+++ TESTO DELLA PAGINA +++

Nella sua lunga intervista pubblicata sulla Gazzetta dello Sport, Francesco Pietrella entra con delicatezza nella storia di Fabiana Raciti, figlia dell’ispettore capo Filippo Raciti, ucciso il 2 febbraio 2007 durante Catania-Palermo. Una famiglia siciliana che, come sottolinea Pietrella sulla Gazzetta dello Sport, da diciotto anni ha un rapporto stravolto con la normalità: niente più routine, solo ricordi spezzati, dolore e una ferita annunciata in diretta televisiva.
Fabiana, oggi 34enne, ricostruisce con lucidità chi era suo padre: «Una persona presente e premurosa, un uomo di cultura e sensibilità». A Francesco Pietrella, racconta il senso del dovere trasmesso a lei e al fratello Alessio, cresciuti sapendo degli incarichi più rischiosi: dal G8 di Genova ai servizi in Lampedusa, dalle partite alle grandi cerimonie di Stato.
La figlia dell’ispettore ha rivisto quel giorno mille volte. «Abbiamo appreso della sua morte in diretta», spiega alla Gazzetta dello Sport. Una striscia rossa sullo schermo, un silenzio infinito. Una violenza che ha travolto la loro vita e trasformato la madre, Marisa, in “uno scudo”: vedova a 34 anni, sola con due figli e costretta a farsi megafono di una richiesta di giustizia mai gridata con odio.
A Pietrella, Fabiana racconta anche gli anni seguenti: un liceo pieno di scritte vergognose sui banchi («10, 100, 1000 Raciti»), minacce al telefono e sui social, citofoni incendiati. «Mi chiedevo: perché ferire una famiglia già ferita?». Dolori che hanno influito sulla sua formazione: una laurea in giurisprudenza con una tesi dedicata proprio al padre, un modo per trasformare il trauma in contributo. «La sua morte fu uno spartiacque nella gestione della sicurezza negli stadi».
Sul dolore, Fabiana è netta: «Ci convivo come una malattia, un ospite indesiderato». E sui responsabili, Antonino Speziale e Daniele Micale, risponde senza esitazioni: «Non si sono mai scusati. Resto fedele alle sentenze». L’unico ricordo che conserva dell’ultima volta è quello di un corpo su una barella. «Io posso parlare solo delle nostre mancanze, del vuoto».
A Francesco Pietrella della Gazzetta dello Sport, la giovane racconta anche le scorie lasciate nell’ambiente: ipotesi di “fuoco amico”, voci, cattiverie. «Ignoranza», dice. E individua ciò che manca: «Un passo avanti». Cita una via di Acireale intitolata al padre ma senza targa: «Una mancanza di rispetto». Pur apprezzando i riconoscimenti istituzionali, come l’aula magna di Nettuno e l’aula del Senato a lui dedicate, Fabiana sottolinea che dalla Sicilia i segnali arrivano meno.
Resta forte il messaggio al mondo del calcio: «Negli stadi convivono gioia e odio. Se mio padre è morto per difendere valori così fragili, c’è qualcosa che non va». La speranza, conclude, è che ciò che è accaduto quella sera non resti solo memoria: «Vorrei che diventasse un seme, non un ricordo».

+++

▶ _COMPITO 1_:
Ricopia dall'articolo su Fabiana Raciti il passo che va da "Fabiana, oggi 34enne, ricostruisce" fino a "gridata con odio." compreso.
▶ _COMPITO 2_:
Nell'articolo su Fabiana Raciti, in quale data e durante quale partita è stato ucciso l'ispettore capo Filippo Raciti?

+++ MATERIALE FORNITO +++

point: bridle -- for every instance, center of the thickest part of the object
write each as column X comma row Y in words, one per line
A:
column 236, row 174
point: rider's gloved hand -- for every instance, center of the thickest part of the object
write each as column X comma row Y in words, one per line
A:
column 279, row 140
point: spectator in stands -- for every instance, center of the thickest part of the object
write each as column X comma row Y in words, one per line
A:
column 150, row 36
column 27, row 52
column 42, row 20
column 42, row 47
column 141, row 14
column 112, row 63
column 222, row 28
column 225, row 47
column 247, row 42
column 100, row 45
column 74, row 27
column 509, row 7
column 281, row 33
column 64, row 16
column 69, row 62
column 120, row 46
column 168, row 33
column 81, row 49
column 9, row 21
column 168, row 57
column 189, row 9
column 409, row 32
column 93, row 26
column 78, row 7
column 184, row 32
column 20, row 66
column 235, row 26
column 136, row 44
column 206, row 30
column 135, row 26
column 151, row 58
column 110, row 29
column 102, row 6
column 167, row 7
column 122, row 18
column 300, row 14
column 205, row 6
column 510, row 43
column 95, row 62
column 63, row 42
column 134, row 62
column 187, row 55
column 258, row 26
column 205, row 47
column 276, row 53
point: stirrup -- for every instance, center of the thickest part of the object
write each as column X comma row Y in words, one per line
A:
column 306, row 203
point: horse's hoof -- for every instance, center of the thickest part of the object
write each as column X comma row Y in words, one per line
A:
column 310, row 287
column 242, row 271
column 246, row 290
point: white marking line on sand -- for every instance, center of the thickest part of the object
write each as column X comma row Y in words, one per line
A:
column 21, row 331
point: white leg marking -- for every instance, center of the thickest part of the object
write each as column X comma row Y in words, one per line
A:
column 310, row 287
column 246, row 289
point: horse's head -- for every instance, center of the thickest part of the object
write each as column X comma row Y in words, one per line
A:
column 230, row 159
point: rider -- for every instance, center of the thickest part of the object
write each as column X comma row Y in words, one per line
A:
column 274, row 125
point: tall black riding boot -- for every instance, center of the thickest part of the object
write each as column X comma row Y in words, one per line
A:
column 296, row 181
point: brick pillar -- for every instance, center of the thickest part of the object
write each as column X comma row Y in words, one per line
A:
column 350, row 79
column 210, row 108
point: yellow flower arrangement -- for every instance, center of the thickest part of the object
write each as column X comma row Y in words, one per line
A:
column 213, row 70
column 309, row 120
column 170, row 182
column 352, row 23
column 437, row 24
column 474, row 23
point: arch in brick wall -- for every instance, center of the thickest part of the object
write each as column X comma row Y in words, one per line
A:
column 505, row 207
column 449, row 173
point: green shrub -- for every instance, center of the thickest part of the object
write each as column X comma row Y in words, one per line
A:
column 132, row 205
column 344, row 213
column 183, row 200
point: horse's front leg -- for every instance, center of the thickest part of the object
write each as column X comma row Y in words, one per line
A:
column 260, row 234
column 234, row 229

+++

▶ _RISPOSTA 1_:
Fabiana, oggi 34enne, ricostruisce con lucidità chi era suo padre: «Una persona presente e premurosa, un uomo di cultura e sensibilità». A Francesco Pietrella, racconta il senso del dovere trasmesso a lei e al fratello Alessio, cresciuti sapendo degli incarichi più rischiosi: dal G8 di Genova ai servizi in Lampedusa, dalle partite alle grandi cerimonie di Stato.
La figlia dell’ispettore ha rivisto quel giorno mille volte. «Abbiamo appreso della sua morte in diretta», spiega alla Gazzetta dello Sport. Una striscia rossa sullo schermo, un silenzio infinito. Una violenza che ha travolto la loro vita e trasformato la madre, Marisa, in “uno scudo”: vedova a 34 anni, sola con due figli e costretta a farsi megafono di una richiesta di giustizia mai gridata con odio.

▶ _RISPOSTA 2_:
Il 2 febbraio 2007, durante Catania-Palermo.